* _Exercise_
Exact copies are required of the lines from the line containing "Report the location of each instance of the dark" through the final line of the listing, both included, and of no other lines.

* _Task inputs_
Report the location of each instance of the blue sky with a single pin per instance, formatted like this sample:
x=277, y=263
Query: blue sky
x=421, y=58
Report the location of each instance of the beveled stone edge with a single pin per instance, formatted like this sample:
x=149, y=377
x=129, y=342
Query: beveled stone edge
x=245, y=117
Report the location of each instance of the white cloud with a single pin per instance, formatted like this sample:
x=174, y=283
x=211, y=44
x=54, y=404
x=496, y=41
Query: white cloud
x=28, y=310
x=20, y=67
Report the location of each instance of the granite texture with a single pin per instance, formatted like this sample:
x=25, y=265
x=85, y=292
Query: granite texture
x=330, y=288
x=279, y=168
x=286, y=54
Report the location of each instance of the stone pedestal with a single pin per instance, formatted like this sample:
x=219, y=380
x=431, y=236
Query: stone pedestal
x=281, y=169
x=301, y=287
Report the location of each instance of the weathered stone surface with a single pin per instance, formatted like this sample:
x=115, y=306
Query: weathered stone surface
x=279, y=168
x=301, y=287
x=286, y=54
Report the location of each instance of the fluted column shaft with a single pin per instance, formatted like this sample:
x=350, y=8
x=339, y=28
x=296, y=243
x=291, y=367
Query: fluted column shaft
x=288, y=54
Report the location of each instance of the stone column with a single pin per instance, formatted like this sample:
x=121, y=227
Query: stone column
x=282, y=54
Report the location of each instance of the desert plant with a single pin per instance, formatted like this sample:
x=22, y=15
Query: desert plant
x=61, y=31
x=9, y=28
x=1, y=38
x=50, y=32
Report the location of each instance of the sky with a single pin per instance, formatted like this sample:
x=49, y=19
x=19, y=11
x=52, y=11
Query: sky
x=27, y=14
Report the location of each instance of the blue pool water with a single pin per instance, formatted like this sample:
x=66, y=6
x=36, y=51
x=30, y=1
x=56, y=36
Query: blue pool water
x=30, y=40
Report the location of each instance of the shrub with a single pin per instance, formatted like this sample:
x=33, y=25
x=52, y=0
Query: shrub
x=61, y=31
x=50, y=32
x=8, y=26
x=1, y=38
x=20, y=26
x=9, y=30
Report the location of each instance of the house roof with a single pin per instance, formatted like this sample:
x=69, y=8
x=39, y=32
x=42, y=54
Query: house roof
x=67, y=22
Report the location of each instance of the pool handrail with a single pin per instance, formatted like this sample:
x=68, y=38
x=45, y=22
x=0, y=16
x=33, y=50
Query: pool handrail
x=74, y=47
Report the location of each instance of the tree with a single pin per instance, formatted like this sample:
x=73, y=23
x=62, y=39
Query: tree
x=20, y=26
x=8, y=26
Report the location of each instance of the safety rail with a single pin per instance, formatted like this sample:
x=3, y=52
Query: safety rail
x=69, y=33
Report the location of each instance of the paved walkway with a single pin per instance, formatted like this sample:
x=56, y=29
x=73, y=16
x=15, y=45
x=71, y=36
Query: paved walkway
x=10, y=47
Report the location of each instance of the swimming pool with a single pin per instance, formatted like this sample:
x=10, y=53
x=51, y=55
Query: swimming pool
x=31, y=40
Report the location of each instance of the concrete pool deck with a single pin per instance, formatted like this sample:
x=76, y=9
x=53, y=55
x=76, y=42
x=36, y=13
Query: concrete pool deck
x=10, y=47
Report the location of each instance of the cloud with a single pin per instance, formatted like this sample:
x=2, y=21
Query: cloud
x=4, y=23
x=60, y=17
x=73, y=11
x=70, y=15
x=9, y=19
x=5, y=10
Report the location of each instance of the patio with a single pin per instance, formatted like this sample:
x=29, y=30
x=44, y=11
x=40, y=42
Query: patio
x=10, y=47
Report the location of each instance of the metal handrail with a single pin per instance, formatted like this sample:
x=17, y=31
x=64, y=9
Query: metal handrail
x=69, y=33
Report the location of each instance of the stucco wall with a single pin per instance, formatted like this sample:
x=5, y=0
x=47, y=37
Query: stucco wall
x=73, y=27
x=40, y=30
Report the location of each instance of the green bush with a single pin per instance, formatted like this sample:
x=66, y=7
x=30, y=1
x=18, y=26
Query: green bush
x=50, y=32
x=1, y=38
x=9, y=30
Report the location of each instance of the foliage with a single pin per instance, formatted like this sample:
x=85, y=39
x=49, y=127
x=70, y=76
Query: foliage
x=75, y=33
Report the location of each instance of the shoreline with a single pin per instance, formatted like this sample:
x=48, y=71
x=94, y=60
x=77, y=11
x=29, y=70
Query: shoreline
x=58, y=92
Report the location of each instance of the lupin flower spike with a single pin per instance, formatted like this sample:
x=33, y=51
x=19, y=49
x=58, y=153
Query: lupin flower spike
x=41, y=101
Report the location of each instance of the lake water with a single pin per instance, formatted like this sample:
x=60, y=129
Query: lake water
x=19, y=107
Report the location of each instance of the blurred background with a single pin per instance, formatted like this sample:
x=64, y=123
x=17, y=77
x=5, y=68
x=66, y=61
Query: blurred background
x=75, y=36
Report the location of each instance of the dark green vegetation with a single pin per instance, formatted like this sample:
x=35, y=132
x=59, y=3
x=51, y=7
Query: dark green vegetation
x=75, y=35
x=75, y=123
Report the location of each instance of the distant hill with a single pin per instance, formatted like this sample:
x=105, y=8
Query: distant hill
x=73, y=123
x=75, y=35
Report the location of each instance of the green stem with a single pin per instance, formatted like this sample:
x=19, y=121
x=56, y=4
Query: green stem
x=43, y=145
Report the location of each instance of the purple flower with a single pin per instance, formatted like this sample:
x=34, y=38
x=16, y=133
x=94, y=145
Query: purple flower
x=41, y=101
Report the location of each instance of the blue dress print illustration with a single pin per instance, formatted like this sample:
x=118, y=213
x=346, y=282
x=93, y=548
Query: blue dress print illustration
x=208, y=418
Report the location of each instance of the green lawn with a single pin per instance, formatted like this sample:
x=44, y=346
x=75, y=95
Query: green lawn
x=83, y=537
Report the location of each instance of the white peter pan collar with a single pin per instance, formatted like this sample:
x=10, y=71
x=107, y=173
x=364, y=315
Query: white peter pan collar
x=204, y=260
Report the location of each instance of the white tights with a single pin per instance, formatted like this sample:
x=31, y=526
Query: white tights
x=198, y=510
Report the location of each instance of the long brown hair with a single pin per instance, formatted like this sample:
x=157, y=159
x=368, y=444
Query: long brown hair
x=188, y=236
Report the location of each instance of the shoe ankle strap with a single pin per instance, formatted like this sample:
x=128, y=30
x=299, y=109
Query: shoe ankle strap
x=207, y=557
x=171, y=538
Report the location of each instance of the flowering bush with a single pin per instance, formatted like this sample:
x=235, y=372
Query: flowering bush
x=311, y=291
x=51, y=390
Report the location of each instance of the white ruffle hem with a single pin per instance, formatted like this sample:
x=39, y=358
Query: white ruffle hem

* _Finished task_
Report the location of each instance of the dark green vegetation with a single pin per instance, formatted like this sample:
x=35, y=132
x=59, y=3
x=51, y=7
Query: dark green vegetation
x=75, y=35
x=75, y=123
Report the location of each instance of the distant hill with a single pin per instance, formatted like this sample:
x=105, y=8
Query: distant hill
x=73, y=123
x=75, y=35
Report the location of each instance of the green stem with a single pin per instance, formatted like this sample:
x=19, y=121
x=56, y=4
Query: green stem
x=43, y=145
Report the location of each instance of the purple flower with a single pin per instance, formatted like this sample:
x=34, y=38
x=16, y=133
x=94, y=145
Query: purple flower
x=41, y=101
Report the location of each instance of the blue dress print illustration with a single pin per instance, formatted like this sample:
x=118, y=213
x=346, y=282
x=93, y=548
Query: blue dress print illustration
x=208, y=418
Report the location of each instance of the green lawn with a single pin per instance, formatted like this sample:
x=44, y=346
x=75, y=95
Query: green lawn
x=83, y=537
Report the location of each instance of the white peter pan collar with a single pin per instance, formatted like this sample:
x=10, y=71
x=107, y=173
x=364, y=315
Query: white peter pan collar
x=204, y=260
Report the location of each instance of the white tights with a single pin per instance, formatted like this sample:
x=31, y=526
Query: white tights
x=198, y=510
Report the location of each instance of the long brown hair with a single pin per instance, formatted like this sample:
x=157, y=159
x=368, y=444
Query: long brown hair
x=188, y=236
Report the location of each instance of the shoe ankle strap with a single pin per instance, formatted like this sample:
x=128, y=30
x=299, y=109
Query: shoe ankle strap
x=207, y=557
x=171, y=538
Report the location of each instance of the flowering bush with a single pin per instance, formatted like this sample:
x=235, y=372
Query: flowering bush
x=311, y=291
x=51, y=390
Report the location of each instance of the white ruffle hem with a single pin per instance, formatted like this sample:
x=39, y=358
Query: white ruffle hem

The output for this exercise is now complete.